== Your task ==
Answer the following questions using the Christmas memory below, and number your answers to match.
1. What car did the writer load the last boxes into?
2. What was the writer's mother making in the kitchen?
3. Which radio station was the kitchen stereo tuned to?

== Passage ==

========================================

This song, like Feliz Navidad, has taken me out of the present to a Christmas past as well. This time, it is December 6, 1984. I had just completed my final class at West Virginia University School of Pharmacy and all that stood between me and my degree was final exams. That afternoon after class I hurried back to my apartment, loaded the last few boxes into my Ford Escort, locked the door and turned my keys in at the office, marking the end of a chapter in my young life. I made the drive to my parent's house, where I would be living for 3 weeks before moving out again to begin my first job as a pharmacist. I was excited to be going home for Christmas, but I was also somewhat melancholy about leaving the carefree college lifestyle behind. Arriving at home, I was greeted by my father, who was all smiles and I heard my mom yell from the kitchen, "welcome home." After unpacking the car I joined my dad at the kitchen table, the nerve center of this Christmas house. Dad was working a crossword puzzle, one of his favorite pastimes and of course, mom was busy with a batch of her famous peanut butter fudge. The kitchen smelled sweet and heavenly, the house was warm, too warm indeed, but it was home, it was comfortable. The collection of Christmas cards received were hung perfectly along the door frame leading from the kitchen into the living room. The entire house, inside and out, was all decked out for Christmas. This house, this refuge was never as completely a home as it was during Christmas time. The small stereo that resided under the kitchen cabinets on the countertop was tuned to WFGM, the local FM radio station and the now familiar bells introducing the hot new Christmas song, "Do They Know It's Christmas," began to ring out from the speakers. I don't think that it was the song so much as the intense feeling of relief knowing that I had completed a phase of my life preparing me for my professional life and adulthood, but as I sat there reflecting on the lyrics of the song, the comfort of being home for the holidays overtook me and I was totally immersed in holiday cheer. It was comfortable, it felt right, I was in a good place. No, I was in a perfect place. That feeling, that day, that experience was and remains quintessentially Christmas to me.

========================================

[Point location data]

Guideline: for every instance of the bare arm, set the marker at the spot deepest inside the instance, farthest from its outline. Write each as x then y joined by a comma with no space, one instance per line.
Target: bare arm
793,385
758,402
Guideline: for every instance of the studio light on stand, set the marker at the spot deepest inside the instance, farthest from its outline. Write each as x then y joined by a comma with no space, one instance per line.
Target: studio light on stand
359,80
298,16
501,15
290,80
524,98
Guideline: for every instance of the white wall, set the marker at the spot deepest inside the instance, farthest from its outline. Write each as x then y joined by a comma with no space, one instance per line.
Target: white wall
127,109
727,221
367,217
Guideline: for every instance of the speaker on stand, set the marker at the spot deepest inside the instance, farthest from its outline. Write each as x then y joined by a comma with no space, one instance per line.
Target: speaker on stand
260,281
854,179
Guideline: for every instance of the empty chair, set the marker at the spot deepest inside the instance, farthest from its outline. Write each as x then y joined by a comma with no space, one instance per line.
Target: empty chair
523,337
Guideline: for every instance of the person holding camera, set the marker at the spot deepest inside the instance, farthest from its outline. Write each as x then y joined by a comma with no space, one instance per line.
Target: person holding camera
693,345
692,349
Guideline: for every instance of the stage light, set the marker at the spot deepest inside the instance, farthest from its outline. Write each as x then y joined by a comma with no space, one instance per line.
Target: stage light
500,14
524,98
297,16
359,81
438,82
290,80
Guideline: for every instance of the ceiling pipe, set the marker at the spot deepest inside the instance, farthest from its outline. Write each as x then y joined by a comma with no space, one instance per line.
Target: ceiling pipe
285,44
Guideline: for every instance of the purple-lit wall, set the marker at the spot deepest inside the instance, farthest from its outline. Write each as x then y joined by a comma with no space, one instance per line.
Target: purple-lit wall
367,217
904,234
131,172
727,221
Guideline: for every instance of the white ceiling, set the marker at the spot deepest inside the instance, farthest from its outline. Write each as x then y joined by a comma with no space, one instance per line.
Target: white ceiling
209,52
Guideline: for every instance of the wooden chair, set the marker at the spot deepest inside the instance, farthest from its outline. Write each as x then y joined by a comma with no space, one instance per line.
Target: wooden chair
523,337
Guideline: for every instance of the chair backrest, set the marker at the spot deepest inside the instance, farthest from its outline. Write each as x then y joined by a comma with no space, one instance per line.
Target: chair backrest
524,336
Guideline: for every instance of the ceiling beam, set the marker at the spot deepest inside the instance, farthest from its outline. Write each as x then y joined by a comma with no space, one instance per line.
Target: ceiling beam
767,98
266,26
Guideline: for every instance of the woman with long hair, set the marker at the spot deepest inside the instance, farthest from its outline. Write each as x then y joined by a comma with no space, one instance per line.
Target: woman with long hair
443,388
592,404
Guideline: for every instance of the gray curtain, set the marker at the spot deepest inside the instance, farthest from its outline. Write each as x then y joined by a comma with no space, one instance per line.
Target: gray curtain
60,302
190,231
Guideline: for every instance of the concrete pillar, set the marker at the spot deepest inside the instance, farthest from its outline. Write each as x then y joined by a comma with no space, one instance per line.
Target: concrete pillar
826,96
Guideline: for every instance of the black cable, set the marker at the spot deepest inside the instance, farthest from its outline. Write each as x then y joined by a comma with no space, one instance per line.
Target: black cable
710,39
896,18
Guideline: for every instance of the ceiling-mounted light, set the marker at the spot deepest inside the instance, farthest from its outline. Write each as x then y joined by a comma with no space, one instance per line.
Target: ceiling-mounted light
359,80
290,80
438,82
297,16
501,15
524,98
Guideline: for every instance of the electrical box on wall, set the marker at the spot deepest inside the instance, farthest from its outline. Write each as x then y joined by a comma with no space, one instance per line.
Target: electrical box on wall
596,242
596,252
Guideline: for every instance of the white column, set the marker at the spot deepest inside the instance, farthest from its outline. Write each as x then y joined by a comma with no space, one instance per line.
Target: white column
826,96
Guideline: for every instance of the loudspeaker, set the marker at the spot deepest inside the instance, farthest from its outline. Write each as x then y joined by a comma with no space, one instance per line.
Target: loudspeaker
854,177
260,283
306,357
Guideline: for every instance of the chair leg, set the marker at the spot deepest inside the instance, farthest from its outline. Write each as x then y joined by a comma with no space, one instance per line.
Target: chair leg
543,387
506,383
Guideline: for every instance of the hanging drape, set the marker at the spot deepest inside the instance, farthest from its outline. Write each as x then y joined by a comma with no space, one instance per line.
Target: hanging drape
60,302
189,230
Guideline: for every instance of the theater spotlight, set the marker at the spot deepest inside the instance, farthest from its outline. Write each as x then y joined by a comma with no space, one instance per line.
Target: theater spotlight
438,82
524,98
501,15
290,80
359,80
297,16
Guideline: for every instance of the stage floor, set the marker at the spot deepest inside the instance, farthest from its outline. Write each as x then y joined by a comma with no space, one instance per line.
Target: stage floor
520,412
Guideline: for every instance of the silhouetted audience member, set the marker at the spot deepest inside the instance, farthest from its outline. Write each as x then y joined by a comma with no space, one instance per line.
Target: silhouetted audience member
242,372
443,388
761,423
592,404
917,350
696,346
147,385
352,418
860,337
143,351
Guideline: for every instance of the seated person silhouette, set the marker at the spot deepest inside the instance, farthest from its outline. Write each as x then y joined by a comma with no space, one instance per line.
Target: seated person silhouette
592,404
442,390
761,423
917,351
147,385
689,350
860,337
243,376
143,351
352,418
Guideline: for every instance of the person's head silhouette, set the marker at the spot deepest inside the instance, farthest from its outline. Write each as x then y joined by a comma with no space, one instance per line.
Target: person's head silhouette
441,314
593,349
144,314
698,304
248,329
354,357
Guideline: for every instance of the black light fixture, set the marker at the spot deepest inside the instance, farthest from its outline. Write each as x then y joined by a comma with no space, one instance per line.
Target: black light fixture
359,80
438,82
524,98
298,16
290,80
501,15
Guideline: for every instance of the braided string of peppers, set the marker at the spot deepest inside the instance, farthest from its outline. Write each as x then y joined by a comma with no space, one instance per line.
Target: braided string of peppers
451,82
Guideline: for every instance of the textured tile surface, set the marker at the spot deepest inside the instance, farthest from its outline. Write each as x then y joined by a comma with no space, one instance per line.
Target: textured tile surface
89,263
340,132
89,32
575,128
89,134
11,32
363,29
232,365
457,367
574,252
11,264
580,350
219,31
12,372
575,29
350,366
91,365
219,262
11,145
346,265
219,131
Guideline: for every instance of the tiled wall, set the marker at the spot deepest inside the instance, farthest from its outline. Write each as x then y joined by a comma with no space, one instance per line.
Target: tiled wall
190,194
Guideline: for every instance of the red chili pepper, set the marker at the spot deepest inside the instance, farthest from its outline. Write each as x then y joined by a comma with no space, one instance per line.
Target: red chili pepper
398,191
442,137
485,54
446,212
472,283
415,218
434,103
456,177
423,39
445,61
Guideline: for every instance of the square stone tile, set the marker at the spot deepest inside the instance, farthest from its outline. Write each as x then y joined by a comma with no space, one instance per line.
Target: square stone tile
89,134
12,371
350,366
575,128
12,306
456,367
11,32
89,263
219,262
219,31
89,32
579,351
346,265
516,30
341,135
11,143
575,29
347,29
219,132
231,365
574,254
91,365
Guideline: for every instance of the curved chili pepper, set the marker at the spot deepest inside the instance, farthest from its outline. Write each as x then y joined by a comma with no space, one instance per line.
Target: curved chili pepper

========================================

== Exercise answer ==
1. A Ford Escort.
2. A batch of her famous peanut butter fudge.
3. WFGM, the local FM radio station.